**SOURCE RECORDS:**
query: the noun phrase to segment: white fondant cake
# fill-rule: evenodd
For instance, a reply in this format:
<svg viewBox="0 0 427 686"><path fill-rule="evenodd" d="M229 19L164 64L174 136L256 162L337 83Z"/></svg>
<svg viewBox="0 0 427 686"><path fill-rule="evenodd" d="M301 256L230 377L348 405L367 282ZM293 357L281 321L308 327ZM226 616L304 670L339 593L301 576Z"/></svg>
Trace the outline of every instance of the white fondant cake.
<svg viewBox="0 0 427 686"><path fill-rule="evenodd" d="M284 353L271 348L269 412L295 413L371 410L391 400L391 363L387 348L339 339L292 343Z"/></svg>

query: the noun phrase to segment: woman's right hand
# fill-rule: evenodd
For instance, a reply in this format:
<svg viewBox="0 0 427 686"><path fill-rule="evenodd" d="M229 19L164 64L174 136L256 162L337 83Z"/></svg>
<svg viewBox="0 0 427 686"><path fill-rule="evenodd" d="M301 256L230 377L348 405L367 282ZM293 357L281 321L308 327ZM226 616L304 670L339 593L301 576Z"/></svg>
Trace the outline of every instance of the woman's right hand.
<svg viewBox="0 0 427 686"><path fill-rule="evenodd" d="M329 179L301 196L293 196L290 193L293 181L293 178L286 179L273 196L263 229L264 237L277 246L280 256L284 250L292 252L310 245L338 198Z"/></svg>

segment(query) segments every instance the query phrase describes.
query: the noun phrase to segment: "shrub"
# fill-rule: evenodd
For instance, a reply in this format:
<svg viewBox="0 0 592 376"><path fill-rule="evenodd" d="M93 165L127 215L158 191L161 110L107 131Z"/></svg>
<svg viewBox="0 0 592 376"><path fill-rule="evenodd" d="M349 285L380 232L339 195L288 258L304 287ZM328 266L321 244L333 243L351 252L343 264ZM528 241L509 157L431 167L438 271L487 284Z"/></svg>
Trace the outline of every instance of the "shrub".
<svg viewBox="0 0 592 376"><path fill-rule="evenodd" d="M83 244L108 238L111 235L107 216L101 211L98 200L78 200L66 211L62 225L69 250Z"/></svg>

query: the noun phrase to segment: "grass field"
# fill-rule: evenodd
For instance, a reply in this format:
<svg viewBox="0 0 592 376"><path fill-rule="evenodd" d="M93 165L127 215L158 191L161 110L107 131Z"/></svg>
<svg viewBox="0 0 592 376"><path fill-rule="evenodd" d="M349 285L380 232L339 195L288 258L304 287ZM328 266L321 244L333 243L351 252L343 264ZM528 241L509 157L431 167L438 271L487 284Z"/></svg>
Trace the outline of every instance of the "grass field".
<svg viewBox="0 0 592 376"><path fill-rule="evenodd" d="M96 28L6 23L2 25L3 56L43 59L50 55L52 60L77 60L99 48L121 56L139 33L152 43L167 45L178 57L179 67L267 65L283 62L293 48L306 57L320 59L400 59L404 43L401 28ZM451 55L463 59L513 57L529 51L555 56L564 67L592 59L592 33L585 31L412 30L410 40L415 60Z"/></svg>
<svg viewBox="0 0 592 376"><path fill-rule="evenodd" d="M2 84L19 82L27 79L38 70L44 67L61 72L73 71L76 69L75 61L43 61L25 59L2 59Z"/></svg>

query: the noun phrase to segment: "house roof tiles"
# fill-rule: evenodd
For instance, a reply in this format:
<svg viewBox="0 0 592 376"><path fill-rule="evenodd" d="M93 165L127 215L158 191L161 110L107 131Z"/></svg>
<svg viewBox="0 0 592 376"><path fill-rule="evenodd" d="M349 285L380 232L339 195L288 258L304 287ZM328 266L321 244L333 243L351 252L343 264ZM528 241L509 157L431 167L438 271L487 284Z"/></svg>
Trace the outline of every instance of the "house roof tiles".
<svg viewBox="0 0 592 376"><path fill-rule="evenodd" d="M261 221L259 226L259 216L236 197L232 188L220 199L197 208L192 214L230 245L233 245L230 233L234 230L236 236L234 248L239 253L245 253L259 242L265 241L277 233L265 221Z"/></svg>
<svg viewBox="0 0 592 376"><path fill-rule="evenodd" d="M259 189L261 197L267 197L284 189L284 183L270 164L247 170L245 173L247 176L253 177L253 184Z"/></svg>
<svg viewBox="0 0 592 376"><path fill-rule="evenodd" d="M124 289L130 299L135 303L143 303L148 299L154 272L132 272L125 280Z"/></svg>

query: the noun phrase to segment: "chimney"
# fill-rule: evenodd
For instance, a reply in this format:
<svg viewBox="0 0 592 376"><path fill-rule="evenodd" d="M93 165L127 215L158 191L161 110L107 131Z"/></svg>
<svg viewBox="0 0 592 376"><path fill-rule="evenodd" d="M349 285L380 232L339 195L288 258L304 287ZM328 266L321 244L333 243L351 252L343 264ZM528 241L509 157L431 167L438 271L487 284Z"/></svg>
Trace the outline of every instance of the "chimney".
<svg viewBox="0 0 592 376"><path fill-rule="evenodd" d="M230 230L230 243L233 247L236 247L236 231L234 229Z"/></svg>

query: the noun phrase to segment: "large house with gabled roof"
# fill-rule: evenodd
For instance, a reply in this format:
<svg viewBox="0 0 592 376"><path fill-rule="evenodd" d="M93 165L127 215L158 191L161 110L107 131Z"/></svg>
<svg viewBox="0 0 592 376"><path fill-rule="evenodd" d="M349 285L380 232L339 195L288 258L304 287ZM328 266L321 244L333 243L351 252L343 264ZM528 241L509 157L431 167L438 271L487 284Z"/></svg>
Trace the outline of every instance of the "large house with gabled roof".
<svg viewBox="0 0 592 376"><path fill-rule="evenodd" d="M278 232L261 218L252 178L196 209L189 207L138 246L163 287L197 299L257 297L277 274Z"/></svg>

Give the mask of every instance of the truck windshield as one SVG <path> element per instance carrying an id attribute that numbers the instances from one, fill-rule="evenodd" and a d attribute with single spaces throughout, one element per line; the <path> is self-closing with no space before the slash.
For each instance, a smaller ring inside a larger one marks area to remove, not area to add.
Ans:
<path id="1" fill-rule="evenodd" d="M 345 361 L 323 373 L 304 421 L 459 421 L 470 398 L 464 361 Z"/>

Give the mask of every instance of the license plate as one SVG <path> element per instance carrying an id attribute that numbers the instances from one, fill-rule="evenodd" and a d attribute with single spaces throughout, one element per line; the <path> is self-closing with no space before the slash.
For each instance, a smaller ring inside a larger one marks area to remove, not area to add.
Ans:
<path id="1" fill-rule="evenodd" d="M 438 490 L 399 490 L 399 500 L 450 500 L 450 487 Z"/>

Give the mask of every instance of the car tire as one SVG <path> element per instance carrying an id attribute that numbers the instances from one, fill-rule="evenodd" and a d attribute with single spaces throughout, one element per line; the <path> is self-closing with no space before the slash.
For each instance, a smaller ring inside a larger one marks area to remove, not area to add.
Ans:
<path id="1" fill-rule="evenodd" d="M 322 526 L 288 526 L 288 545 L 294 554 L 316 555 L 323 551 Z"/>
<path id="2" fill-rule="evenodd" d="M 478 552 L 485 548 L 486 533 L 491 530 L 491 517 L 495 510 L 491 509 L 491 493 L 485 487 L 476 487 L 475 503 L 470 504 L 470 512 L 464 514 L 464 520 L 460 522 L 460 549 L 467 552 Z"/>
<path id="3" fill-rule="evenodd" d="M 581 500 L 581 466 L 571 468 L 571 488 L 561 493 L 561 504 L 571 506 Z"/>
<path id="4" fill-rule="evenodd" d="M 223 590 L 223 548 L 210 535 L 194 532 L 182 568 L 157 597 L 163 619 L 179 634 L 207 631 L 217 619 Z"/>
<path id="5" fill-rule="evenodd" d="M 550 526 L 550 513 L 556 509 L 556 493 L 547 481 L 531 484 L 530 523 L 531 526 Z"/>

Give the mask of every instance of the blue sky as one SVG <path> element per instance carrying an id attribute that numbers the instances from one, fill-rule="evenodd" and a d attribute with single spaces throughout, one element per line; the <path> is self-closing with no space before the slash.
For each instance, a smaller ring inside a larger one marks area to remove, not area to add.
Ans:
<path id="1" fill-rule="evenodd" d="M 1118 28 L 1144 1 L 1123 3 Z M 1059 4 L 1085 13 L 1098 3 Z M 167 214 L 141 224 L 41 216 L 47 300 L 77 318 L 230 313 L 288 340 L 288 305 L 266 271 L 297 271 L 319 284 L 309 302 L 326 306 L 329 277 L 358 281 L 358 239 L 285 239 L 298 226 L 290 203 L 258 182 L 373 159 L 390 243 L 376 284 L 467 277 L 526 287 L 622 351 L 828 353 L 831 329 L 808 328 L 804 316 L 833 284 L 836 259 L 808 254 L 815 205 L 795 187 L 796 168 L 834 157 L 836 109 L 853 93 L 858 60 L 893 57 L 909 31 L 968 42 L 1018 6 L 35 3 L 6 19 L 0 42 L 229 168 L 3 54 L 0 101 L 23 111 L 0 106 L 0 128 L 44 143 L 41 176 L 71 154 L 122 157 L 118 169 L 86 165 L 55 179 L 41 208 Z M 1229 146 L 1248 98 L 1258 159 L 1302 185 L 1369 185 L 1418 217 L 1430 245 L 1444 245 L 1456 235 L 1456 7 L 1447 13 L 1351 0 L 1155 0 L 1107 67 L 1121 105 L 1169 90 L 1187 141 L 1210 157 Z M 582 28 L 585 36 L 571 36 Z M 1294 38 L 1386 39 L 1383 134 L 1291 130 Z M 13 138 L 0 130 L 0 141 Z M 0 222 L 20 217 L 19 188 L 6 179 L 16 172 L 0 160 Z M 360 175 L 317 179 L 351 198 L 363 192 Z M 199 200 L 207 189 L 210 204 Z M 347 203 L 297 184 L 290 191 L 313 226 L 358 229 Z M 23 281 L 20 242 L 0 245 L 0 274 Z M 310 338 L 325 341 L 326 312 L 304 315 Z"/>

**WHAT THE EXERCISE ASKS:** Copy out, word for word, the stretch of the listing from the line containing "Give the mask of every instance of the blue" through the end of the listing.

**OUTPUT FOR THIS EXERCISE:**
Give the mask of every instance of the blue sky as one SVG <path> element per instance carrying an id attribute that numbers the instances from one, fill-rule="evenodd" and a d attribute with single spaces throughout, one element per line; the <path> is self-closing with no space before the slash.
For each instance, a smaller ring inside a larger one marks area to remove, not area to add.
Ans:
<path id="1" fill-rule="evenodd" d="M 1118 28 L 1144 1 L 1123 3 Z M 1059 4 L 1085 13 L 1098 3 Z M 167 214 L 141 224 L 41 216 L 47 300 L 77 318 L 230 313 L 288 340 L 288 305 L 266 271 L 297 271 L 319 284 L 309 302 L 326 306 L 329 277 L 358 281 L 358 239 L 285 239 L 298 226 L 290 203 L 258 182 L 373 159 L 390 243 L 376 284 L 467 277 L 526 287 L 622 351 L 828 353 L 831 329 L 808 328 L 804 316 L 833 284 L 836 259 L 808 254 L 815 205 L 795 187 L 796 168 L 834 157 L 836 109 L 853 93 L 858 60 L 893 57 L 909 31 L 968 42 L 1018 6 L 35 3 L 6 19 L 0 42 L 229 168 L 3 54 L 0 101 L 23 111 L 0 106 L 0 128 L 44 143 L 41 176 L 71 154 L 122 157 L 118 169 L 86 165 L 55 179 L 41 208 Z M 1229 146 L 1248 98 L 1258 159 L 1302 185 L 1369 185 L 1418 217 L 1430 245 L 1444 245 L 1456 235 L 1456 7 L 1447 13 L 1351 0 L 1155 0 L 1107 67 L 1121 105 L 1169 90 L 1187 141 L 1210 157 Z M 582 28 L 585 36 L 571 36 Z M 1294 38 L 1386 39 L 1383 134 L 1291 130 Z M 13 138 L 0 130 L 0 141 Z M 0 222 L 20 217 L 19 188 L 6 179 L 16 172 L 0 160 Z M 360 175 L 317 179 L 351 198 L 363 192 Z M 199 200 L 207 189 L 210 204 Z M 347 203 L 297 184 L 290 191 L 313 226 L 358 229 Z M 23 281 L 20 242 L 0 245 L 0 274 Z M 310 338 L 325 341 L 326 312 L 304 315 Z"/>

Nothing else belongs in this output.